▶ _SOURCE TEXT_
************
I have done a little recording, and find crossed figure 8 mikes or the mid/side version of that to perform most accurately most often. Other versions of paired mikes can also work very well if angle of recording and playback are taken into account. The better you deal with your room and the speakers within it the better it can be, but usually the recorded room masks your room pretty well spatially, but not in terms of frequency response. Sometimes those response errors can manifest as perceived spatial anomalies too.

 

Nevertheless, there are limits to true playback accuracy possible from using only 2 channels over speakers. More channels can create some more accuracy than 2 channels over speakers can. But for the mainly upfront portion of it stereo can be very good, and rarely is commercial recording that well done.

 

Now theoretically binaural could be better if you used a dummy head with the right shape and the correct outer ear shape. Some people find it works while in my experience binaural never quite delivers. And how much it delivers varies greatly from headphone to headphone. It also punctures the naturalness to me when minor movements of your head have the soundfield moving with you. In reality moving your head should occur within a static soundfield. That is something speakers get right better than binaural recordings over headphones. There is equipment which can process the sound so head movement allows the soundfield to remain fixed with headphones. I haven't had the pleasure of using such equipment, but many who have speak highly of it.
************
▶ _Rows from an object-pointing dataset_
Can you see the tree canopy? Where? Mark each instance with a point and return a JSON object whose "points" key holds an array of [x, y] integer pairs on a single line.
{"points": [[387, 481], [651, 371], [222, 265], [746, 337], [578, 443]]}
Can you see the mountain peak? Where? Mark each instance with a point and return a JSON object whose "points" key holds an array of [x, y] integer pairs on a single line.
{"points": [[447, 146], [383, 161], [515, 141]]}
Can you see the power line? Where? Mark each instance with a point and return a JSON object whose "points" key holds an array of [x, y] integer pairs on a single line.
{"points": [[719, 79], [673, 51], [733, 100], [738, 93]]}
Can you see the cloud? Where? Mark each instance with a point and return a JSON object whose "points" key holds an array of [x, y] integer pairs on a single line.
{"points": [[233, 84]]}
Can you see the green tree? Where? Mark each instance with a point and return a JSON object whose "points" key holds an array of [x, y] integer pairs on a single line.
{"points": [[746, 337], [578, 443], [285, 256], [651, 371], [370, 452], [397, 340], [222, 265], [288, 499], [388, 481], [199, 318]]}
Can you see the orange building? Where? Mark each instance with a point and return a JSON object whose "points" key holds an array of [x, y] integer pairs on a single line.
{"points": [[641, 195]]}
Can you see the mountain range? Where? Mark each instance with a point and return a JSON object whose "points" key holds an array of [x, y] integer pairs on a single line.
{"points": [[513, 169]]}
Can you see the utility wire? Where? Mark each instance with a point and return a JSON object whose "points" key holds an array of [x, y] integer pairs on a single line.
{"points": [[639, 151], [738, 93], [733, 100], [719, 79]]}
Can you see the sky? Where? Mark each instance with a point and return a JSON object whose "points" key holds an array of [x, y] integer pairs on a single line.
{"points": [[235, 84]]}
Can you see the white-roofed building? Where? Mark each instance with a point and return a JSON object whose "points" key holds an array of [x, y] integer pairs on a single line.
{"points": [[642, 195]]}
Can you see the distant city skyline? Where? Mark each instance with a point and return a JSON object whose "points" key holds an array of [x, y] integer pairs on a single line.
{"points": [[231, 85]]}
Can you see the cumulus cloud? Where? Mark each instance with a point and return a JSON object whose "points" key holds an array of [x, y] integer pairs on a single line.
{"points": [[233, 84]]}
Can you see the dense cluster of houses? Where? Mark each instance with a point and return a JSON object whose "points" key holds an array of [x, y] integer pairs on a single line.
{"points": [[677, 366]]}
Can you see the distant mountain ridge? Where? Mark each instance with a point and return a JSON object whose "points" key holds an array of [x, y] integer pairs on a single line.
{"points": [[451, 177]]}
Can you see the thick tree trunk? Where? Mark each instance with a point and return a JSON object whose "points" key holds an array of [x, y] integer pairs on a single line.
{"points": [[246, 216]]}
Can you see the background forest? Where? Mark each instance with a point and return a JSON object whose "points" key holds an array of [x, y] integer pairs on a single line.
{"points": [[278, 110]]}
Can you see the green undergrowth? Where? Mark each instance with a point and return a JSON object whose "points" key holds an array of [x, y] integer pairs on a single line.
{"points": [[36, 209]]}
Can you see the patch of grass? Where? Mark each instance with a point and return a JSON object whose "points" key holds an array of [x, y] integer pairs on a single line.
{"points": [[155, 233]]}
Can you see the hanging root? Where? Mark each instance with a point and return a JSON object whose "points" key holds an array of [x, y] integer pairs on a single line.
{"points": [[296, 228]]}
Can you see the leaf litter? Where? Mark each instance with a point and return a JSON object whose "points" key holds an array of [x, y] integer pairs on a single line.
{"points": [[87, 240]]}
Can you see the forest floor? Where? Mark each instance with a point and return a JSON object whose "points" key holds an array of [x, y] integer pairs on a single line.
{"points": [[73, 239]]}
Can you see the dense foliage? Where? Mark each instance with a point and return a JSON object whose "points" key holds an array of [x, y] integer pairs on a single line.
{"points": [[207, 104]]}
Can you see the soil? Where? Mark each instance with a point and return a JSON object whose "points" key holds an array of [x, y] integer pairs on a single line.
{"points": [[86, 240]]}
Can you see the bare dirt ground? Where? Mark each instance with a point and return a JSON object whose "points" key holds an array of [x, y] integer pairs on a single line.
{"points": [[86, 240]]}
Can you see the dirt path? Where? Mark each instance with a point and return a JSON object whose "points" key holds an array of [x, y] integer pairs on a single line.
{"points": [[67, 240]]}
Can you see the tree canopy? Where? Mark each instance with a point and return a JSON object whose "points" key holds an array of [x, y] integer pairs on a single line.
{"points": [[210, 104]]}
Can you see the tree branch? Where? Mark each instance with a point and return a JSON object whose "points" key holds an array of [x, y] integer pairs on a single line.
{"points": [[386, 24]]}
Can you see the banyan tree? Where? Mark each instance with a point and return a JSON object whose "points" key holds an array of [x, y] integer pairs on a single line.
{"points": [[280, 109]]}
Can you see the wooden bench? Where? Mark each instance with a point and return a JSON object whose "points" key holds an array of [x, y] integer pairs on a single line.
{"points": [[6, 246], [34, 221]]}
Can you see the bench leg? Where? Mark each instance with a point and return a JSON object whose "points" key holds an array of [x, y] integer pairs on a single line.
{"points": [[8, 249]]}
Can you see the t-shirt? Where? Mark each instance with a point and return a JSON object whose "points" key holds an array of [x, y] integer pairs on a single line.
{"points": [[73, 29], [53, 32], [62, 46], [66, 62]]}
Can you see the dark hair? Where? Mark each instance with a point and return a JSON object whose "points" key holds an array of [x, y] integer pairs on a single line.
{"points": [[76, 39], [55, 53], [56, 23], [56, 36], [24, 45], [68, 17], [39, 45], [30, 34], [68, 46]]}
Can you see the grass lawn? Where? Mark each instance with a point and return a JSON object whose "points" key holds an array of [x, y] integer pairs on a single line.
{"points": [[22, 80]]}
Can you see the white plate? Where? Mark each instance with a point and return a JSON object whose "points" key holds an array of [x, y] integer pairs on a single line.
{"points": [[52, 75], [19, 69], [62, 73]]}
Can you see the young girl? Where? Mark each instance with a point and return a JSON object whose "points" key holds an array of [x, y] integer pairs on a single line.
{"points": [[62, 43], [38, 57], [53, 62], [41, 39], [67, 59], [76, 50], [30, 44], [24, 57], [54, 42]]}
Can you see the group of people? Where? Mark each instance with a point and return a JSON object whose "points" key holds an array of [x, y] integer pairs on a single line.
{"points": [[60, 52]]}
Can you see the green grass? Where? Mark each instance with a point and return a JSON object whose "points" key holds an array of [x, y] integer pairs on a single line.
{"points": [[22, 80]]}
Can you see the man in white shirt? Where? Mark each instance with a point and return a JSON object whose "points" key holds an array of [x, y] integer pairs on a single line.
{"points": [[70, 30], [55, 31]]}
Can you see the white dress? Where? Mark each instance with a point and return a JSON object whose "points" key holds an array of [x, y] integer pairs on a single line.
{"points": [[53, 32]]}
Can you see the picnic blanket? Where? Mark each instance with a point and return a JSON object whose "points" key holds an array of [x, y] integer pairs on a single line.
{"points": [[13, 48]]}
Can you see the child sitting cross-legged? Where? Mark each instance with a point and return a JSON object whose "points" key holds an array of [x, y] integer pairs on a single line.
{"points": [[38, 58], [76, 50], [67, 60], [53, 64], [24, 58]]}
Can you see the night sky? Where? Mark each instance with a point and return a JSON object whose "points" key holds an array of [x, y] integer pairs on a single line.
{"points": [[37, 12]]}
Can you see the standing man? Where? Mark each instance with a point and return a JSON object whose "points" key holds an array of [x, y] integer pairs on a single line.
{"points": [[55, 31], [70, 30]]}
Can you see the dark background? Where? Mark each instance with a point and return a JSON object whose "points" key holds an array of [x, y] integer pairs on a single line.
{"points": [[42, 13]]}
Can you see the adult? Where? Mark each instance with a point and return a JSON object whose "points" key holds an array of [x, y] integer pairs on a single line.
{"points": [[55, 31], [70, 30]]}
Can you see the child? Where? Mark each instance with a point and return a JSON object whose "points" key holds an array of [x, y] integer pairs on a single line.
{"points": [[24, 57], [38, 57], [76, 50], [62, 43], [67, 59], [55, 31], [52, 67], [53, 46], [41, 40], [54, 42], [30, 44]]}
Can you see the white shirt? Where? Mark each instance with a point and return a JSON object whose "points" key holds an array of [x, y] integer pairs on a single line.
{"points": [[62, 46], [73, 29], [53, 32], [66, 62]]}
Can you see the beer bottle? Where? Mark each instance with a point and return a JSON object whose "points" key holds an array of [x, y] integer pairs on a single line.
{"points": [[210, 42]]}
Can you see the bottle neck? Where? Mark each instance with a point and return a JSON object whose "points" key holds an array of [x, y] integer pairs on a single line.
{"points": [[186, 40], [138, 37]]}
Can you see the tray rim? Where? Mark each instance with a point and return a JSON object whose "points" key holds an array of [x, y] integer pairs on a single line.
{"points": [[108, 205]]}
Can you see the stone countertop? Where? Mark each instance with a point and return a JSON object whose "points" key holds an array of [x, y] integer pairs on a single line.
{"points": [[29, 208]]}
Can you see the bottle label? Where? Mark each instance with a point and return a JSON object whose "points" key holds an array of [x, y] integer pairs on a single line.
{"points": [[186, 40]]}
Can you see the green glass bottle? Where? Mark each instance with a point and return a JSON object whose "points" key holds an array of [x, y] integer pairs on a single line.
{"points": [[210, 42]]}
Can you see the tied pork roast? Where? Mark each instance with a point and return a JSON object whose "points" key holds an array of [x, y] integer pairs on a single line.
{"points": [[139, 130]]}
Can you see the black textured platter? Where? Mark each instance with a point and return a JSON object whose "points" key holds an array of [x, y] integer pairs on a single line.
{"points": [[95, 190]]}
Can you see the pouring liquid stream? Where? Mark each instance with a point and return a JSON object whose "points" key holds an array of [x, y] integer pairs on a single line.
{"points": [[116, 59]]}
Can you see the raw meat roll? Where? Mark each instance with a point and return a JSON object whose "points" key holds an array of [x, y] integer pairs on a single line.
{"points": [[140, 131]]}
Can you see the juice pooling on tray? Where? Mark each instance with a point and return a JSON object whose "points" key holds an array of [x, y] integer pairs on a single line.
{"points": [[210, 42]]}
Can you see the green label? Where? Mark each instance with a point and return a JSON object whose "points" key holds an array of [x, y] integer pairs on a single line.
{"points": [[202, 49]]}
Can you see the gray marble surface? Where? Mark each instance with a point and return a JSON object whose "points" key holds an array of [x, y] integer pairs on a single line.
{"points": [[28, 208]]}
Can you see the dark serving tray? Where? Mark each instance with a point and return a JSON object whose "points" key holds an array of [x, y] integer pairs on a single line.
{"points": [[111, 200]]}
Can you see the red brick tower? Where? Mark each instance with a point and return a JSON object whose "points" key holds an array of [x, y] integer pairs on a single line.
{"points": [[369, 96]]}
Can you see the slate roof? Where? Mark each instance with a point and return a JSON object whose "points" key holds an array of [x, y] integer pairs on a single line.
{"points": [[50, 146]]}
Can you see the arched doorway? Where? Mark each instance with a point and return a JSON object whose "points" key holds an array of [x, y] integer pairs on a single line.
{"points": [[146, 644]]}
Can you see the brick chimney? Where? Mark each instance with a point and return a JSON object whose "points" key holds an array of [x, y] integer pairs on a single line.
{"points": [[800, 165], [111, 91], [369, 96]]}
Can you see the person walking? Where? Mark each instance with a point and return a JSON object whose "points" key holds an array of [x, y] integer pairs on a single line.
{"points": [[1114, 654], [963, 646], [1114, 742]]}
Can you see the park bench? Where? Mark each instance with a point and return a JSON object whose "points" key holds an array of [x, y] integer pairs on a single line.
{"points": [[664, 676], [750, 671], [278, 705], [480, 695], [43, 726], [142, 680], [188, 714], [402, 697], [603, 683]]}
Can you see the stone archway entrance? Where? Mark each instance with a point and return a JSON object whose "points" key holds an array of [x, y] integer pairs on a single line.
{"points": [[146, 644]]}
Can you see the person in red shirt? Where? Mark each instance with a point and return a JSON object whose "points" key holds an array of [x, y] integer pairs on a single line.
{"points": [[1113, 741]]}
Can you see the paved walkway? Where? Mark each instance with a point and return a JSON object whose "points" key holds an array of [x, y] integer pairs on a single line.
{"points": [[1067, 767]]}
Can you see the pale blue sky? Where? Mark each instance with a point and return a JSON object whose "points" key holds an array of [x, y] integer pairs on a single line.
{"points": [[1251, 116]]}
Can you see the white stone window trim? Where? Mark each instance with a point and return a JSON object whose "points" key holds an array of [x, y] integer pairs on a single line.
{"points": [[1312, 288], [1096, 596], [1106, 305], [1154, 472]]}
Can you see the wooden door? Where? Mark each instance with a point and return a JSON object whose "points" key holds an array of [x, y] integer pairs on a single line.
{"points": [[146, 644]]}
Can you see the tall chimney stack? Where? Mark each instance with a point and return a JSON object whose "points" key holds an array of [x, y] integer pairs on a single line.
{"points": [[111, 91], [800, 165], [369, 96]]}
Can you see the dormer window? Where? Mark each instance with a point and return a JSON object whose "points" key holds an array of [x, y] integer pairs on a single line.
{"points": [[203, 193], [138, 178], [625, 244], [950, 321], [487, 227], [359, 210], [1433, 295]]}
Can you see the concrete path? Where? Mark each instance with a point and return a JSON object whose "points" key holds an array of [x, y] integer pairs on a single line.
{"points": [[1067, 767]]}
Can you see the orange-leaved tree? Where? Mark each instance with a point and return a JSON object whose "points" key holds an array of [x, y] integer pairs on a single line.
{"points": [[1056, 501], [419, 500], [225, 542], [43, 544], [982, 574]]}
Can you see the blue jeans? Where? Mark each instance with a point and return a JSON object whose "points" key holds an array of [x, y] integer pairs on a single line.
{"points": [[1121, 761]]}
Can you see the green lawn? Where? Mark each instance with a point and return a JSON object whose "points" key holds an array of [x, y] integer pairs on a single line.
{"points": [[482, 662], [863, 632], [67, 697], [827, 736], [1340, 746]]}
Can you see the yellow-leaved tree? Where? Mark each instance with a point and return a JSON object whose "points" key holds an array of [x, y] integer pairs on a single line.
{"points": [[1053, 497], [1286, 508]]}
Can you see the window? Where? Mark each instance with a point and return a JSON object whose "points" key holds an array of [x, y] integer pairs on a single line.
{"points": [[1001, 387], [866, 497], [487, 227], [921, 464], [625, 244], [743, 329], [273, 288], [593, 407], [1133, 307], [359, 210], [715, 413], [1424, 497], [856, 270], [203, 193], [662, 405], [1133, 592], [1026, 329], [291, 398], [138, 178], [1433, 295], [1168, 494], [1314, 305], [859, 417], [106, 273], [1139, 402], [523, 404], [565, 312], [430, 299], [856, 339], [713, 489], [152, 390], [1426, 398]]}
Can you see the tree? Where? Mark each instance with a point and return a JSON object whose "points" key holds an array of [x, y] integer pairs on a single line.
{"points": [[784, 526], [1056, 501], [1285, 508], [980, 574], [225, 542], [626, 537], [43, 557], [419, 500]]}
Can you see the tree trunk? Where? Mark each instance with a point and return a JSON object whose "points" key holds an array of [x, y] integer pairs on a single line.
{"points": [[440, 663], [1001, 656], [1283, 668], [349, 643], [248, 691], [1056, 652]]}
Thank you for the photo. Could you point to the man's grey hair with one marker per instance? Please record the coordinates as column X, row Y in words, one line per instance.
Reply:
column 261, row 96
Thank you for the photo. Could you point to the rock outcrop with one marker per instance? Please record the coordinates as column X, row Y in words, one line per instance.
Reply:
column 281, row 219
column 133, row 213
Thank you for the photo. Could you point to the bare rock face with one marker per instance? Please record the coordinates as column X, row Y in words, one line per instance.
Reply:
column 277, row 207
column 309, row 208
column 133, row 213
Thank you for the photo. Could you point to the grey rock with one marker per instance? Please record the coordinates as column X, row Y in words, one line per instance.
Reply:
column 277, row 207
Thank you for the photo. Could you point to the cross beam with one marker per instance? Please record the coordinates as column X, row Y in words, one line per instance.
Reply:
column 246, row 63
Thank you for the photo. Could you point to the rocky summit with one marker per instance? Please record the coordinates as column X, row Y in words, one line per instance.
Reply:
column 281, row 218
************
▶ _EXERCISES TO COMPLETE_
(a) Pull out every line of the entries above that contains the word "cloud", and copy each one unchanged.
(b) Pick up the passage on stereo and binaural recording after its final sentence and keep writing it.

▶ _OUTPUTS_
(a)
Can you see the cloud? Where? Mark each instance with a point and return a JSON object whose "points" key holds an array of [x, y] integer pairs on a single line.
Can you see the cumulus cloud? Where? Mark each instance with a point and return a JSON object whose "points" key holds an array of [x, y] integer pairs on a single line.

(b)
Now there are several variations of two microphone recording than can work quite well. They produce very natural sound handled properly. Such recordings commercially are extremely rare. Even many of the outfits with a rep for minimal miking and processing use three or four or several microphones for various reasons. Similar to compression and the loudness wars. A little compression sounds better, sounds louder and within reason we always perceive louder as better. Until of course it becomes a ridiculous amount. Blend a couple extra mics for better low end or a bit more room sound being evident or whatever. In those ways it sounds a touch better until it becomes ridiculous.

 

As much as I wish more recordings were done simply, and the good sound comes from the good musicians in a good space that is not happening. The genie will not be put back into the bottle except rarely.

 

Now for an example. Several of the Enya tracks on her early CDs were made with extreme layering on her voice or so I have seen reported. She sings the vocals once, then a second time, and then a third time and so on and so forth. These are all mixed together. With of course slight variations in her voice, her pitch or timing. The extreme layering involved her doing this over 100 times for a few of the songs. So she sung those lyrics 100+ times and they were mixed together. A few too far out of timing were tossed. You get this ghostly, spacely unique sound to her voice. It isn't and could never be natural. In this case, in my opinion, it actually was in good taste and makes for a pleasing and interesting sound. There is no natural version of it however.

And always keep in mind: Cognitive biases, like seeing optical illusions are a sign of a normally functioning brain. We all have them, it’s nothing to be ashamed about, but it is something that affects our objective evaluation of reality.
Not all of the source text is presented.